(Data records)
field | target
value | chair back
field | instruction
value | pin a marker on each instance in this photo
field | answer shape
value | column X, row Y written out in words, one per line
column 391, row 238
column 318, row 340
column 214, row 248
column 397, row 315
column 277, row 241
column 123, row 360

*EXERCISE DIRECTIONS*. Every line above should be written out again, unchanged.

*ANSWER BOX*.
field | target
value | chair back
field | instruction
value | pin a marker on each instance in this photo
field | answer shape
value | column X, row Y written out in words, one per line
column 391, row 238
column 318, row 340
column 214, row 248
column 397, row 315
column 277, row 241
column 123, row 360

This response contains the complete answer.